(What to work on): Each record must be repeated exactly as it stands.

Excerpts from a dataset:
>>>

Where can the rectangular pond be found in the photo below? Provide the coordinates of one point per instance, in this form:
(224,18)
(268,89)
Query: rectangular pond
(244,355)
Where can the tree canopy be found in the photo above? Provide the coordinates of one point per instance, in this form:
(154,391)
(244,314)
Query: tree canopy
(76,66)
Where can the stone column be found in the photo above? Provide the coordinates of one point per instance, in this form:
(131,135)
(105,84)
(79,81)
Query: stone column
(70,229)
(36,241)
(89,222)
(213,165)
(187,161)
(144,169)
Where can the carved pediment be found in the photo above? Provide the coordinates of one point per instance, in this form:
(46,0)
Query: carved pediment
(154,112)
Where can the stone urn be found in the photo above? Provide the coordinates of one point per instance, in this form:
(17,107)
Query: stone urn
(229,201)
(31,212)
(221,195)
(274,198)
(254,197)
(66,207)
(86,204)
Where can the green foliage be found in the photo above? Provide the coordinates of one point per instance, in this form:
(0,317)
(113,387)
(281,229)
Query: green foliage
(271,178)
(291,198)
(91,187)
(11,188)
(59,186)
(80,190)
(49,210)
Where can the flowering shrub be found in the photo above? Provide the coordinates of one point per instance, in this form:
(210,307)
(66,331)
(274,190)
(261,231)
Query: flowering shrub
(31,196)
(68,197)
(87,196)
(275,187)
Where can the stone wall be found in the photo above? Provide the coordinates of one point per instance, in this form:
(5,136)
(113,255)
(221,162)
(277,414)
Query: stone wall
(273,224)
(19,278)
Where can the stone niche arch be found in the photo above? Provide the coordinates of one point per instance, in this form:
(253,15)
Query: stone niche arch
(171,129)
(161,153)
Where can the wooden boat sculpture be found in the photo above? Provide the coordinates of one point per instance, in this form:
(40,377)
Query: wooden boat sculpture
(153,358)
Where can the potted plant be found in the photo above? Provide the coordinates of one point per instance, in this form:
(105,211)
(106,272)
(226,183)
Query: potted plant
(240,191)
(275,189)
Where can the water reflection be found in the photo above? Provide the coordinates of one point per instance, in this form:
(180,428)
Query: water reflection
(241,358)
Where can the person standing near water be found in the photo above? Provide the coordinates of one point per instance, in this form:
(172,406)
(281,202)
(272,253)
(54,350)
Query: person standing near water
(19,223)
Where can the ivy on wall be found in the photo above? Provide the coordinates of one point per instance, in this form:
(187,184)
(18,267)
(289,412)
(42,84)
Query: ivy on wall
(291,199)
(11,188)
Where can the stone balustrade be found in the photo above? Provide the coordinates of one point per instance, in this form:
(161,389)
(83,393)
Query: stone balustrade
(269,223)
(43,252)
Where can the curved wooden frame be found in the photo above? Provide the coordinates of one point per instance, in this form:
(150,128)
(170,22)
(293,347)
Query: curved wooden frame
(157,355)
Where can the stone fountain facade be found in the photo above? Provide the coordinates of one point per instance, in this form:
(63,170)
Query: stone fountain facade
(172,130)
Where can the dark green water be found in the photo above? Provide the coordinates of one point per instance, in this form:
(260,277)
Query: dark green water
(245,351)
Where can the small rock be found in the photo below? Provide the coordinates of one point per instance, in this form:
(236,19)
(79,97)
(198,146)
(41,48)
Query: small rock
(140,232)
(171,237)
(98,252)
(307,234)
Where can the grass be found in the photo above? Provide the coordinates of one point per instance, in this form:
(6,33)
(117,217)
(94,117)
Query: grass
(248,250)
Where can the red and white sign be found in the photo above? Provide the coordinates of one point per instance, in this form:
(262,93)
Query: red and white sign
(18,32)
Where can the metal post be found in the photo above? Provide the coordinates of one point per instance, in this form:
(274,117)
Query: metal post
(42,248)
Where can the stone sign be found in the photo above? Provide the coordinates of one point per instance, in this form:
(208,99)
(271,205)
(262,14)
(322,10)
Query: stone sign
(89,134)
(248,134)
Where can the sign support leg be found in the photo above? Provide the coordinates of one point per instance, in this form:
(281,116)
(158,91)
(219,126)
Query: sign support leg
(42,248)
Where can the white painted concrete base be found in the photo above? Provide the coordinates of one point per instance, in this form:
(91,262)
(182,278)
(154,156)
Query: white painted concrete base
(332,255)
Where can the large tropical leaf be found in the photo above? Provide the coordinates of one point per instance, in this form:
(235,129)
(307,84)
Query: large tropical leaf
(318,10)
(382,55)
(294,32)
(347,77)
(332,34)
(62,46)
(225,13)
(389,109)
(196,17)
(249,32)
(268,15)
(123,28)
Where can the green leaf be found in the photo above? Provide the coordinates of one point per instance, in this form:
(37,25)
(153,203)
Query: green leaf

<<<

(Solution to this problem):
Where can the rectangular pond be found in the photo below? Provide the coordinates of one point per instance, in this form:
(224,18)
(268,89)
Query: rectangular pond
(244,355)
Where can the tree canopy be found in the photo above? Provide the coordinates of one point per instance, in this form:
(154,391)
(244,314)
Query: tree canopy
(76,66)
Where can the stone column be found in the photo above? Provide the coordinates of one point per instance, in this form:
(131,135)
(105,84)
(79,81)
Query: stone column
(70,229)
(36,241)
(89,222)
(213,165)
(187,161)
(144,169)
Where can the carved pediment be found in the photo above? Provide the coordinates of one point per instance, in this form:
(46,0)
Query: carved pediment
(154,112)
Where can the stone urn be found in the photo above? Provide the coordinates of one point per instance, in this form:
(17,107)
Query: stone urn
(229,201)
(31,212)
(221,195)
(274,198)
(254,197)
(66,207)
(86,204)
Where can the green foliage be found in the photo above? Provide the coordinates of one point per instance, in this form:
(0,317)
(113,387)
(281,229)
Query: green foliage
(271,178)
(291,198)
(91,187)
(11,188)
(59,186)
(80,190)
(49,210)
Where can the flowering shrub be found in the photo above? Provide the coordinates of one point per instance, in this form:
(210,307)
(66,331)
(274,190)
(261,231)
Query: flowering shrub
(31,196)
(68,197)
(87,196)
(275,187)
Where can the stone wall be found in the photo above? Provide the coordinates of one point per instance, in this form:
(5,136)
(113,255)
(221,162)
(277,414)
Query: stone wall
(273,224)
(19,278)
Where can the stone niche arch be found in the photo above? Provide the coordinates of one point per instance, in this form:
(253,15)
Query: stone niche arch
(171,129)
(161,153)
Where can the wooden boat sculpture be found in the photo above? Provide the coordinates of one point per instance, in this form:
(40,377)
Query: wooden boat sculpture
(153,358)
Where can the potted plant be found in the photo above? Provide the coordinates of one point per instance, in this form:
(105,211)
(106,272)
(226,183)
Query: potted plant
(240,191)
(275,189)
Where can the water reflection be found in the photo above? Provide the coordinates of one point per instance, in this form:
(180,428)
Query: water reflection
(241,358)
Where can the person standing near water be found in the photo above? Provide the coordinates of one point per instance, in this form:
(172,406)
(281,202)
(272,253)
(54,350)
Query: person standing near water
(19,223)
Where can the ivy on wall be found in the photo above? Provide the coordinates of one point per instance, in this form:
(187,184)
(18,267)
(289,412)
(42,84)
Query: ivy on wall
(291,199)
(11,188)
Where can the stone balustrade be found in the photo above? Provide the coordinates of one point per instance, in this form:
(161,389)
(83,393)
Query: stone balustrade
(269,223)
(43,252)
Where can the curved wooden frame be found in the photo above? Provide the coordinates of one point per instance, in this form:
(150,128)
(170,22)
(293,347)
Query: curved wooden frame
(157,355)
Where can the stone fountain facade be found in the photo above? Provide the coordinates of one point per instance, in this form:
(63,170)
Query: stone fountain facade
(172,130)
Where can the dark green water be found in the photo above? Provide the coordinates of one point per instance, in this form:
(260,277)
Query: dark green water
(245,351)
Where can the small rock be found in the photo below? Provide the coordinates of one point per instance, in this form:
(236,19)
(79,97)
(198,146)
(41,48)
Query: small rock
(140,232)
(171,237)
(98,252)
(307,234)
Where can the grass be found in the photo above? Provide the coordinates of one point per instance, in this form:
(6,33)
(117,217)
(94,117)
Query: grass
(248,250)
Where can the red and white sign be found in the photo above? Provide the coordinates of one point per instance, in this form:
(262,93)
Query: red and white sign
(18,32)
Where can the metal post be found in the photo above? Provide the coordinates of one point per instance, in this form:
(274,117)
Query: metal post
(42,248)
Where can the stone sign be found in the photo above? Provide the coordinates of one point per instance, in this form:
(208,99)
(271,205)
(262,14)
(322,10)
Query: stone sign
(89,134)
(248,134)
Where can the sign support leg be found in the photo above? Provide the coordinates of one point per instance, in this form:
(281,116)
(158,91)
(219,126)
Query: sign support leg
(42,248)
Where can the white painted concrete base be found in the photo above? Provide the coordinates of one point per instance, in this form:
(91,262)
(182,278)
(154,156)
Query: white painted concrete base
(332,255)
Where can the large tropical leaf be found in the photo above? Provide the coordinates of one point per instance, in this form:
(235,129)
(307,84)
Query: large tropical leaf
(318,10)
(382,55)
(294,32)
(347,77)
(332,34)
(62,46)
(225,13)
(389,109)
(196,17)
(249,32)
(268,15)
(123,28)
Where can the green leaf be found in the photo above? Provide the coordinates of one point per instance, in this form:
(37,25)
(153,203)
Query: green leaf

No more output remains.